▸ **Given task**
Collect every line of the listing below that contains the string "support" and copy each one out. Matching is case-sensitive.

(Stored data)
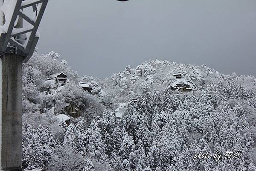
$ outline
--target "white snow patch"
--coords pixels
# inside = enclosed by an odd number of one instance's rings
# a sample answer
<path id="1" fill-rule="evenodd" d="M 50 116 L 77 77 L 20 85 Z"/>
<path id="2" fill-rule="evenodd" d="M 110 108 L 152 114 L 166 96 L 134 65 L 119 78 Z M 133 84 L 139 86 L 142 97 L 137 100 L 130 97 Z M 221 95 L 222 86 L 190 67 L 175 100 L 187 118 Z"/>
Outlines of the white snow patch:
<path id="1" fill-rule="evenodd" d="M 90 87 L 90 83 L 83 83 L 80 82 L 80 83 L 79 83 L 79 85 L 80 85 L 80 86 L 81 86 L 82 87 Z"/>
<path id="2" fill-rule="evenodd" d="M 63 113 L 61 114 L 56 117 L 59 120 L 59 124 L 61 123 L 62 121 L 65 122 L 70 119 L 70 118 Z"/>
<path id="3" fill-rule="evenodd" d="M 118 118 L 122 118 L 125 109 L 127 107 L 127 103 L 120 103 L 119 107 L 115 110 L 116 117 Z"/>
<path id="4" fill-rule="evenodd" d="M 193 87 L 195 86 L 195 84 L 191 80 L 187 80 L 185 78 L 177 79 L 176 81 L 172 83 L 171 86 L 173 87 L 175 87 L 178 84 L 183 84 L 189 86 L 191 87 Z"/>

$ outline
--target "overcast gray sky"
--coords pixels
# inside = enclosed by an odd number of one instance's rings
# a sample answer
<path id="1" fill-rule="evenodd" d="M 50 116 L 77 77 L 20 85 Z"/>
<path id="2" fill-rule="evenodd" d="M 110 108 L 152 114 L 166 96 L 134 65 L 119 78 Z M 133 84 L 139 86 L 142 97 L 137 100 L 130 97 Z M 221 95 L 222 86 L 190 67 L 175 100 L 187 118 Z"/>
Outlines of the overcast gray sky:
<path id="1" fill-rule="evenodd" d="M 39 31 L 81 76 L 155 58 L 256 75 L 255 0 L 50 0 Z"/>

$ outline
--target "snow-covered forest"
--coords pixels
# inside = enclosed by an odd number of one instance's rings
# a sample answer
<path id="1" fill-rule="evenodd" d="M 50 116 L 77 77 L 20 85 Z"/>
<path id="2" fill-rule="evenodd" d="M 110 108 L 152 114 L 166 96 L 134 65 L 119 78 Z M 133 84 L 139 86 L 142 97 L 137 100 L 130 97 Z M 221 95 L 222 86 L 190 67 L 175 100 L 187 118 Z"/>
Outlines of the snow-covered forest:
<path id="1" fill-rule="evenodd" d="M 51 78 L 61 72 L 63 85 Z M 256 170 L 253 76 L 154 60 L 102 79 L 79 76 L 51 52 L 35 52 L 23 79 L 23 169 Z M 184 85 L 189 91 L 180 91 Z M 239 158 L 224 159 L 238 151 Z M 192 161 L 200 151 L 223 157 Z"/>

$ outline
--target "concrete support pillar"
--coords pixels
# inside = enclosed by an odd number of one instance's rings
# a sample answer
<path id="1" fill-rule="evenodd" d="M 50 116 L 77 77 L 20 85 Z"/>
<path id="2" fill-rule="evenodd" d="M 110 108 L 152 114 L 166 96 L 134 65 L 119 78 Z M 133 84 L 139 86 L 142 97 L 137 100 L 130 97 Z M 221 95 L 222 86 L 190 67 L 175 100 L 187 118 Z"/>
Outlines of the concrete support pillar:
---
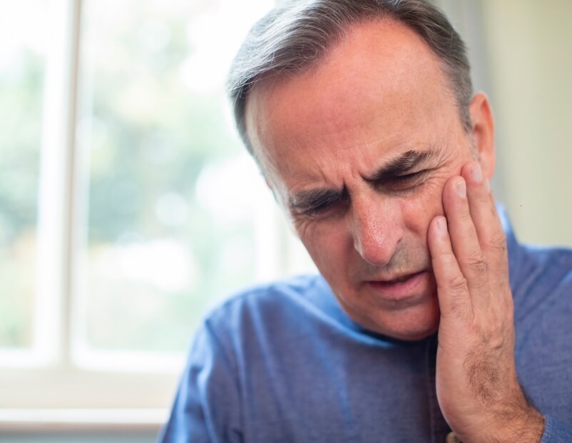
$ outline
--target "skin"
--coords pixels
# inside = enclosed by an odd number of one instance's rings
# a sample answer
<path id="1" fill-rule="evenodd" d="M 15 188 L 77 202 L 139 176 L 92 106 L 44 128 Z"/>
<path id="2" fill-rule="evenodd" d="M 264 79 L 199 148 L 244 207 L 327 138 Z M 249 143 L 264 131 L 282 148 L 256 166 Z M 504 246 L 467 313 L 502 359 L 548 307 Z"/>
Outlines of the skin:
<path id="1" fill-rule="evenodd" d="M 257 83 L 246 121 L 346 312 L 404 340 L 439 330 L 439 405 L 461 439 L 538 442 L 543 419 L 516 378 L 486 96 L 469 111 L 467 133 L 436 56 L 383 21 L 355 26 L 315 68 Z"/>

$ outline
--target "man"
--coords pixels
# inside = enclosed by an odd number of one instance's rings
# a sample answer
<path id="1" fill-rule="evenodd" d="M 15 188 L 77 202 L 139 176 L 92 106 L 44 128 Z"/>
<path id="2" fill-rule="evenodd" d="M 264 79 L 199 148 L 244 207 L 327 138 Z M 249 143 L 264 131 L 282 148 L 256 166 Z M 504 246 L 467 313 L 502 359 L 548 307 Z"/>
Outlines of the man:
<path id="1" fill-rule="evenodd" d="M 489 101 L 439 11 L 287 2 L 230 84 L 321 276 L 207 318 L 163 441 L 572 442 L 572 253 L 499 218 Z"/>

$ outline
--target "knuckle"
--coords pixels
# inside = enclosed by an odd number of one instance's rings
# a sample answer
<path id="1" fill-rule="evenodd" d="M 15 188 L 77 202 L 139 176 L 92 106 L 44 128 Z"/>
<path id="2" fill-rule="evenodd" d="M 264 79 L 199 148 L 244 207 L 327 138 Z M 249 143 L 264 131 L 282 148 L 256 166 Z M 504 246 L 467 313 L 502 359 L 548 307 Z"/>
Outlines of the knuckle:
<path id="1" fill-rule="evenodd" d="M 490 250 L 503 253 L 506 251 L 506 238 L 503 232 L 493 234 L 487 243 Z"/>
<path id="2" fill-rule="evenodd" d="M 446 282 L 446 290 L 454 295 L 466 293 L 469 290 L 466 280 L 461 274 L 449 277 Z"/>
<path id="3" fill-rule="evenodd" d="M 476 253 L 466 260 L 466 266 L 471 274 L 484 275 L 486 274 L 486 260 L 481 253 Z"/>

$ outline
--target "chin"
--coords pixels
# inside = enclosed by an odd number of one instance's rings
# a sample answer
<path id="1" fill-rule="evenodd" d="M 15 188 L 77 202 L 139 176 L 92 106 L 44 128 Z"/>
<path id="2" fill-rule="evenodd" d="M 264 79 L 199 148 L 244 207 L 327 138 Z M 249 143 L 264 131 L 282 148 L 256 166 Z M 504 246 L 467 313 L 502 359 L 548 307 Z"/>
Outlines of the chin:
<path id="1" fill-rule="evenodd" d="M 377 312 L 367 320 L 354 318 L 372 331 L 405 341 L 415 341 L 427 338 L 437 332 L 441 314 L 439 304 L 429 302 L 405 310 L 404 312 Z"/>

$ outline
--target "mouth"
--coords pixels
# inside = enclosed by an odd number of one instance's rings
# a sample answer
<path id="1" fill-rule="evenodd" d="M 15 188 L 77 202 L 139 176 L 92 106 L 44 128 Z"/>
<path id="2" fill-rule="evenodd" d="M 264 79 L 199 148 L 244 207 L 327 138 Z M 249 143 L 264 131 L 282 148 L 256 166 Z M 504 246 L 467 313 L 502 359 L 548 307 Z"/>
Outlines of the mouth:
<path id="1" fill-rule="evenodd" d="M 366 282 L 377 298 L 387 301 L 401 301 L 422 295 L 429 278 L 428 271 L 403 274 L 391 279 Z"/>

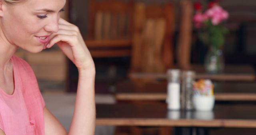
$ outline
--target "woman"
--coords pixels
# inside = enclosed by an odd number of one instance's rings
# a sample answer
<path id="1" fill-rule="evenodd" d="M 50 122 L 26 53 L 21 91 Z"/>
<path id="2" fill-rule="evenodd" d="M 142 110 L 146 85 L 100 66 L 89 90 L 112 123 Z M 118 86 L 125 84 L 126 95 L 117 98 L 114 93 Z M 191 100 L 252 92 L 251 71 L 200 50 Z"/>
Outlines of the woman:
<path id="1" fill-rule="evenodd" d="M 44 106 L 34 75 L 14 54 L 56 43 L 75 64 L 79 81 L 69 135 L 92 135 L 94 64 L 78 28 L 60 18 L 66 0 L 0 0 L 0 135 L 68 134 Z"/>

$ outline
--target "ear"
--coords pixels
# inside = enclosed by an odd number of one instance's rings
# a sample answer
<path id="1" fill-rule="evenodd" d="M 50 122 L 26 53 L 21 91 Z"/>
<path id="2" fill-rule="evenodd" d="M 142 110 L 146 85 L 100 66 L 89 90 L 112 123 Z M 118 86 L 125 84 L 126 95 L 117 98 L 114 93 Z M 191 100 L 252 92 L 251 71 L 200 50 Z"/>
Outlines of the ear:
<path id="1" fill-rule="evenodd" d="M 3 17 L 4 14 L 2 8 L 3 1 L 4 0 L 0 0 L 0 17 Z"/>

▸ **Task response**
--target "concrete support pillar"
Outlines of the concrete support pillar:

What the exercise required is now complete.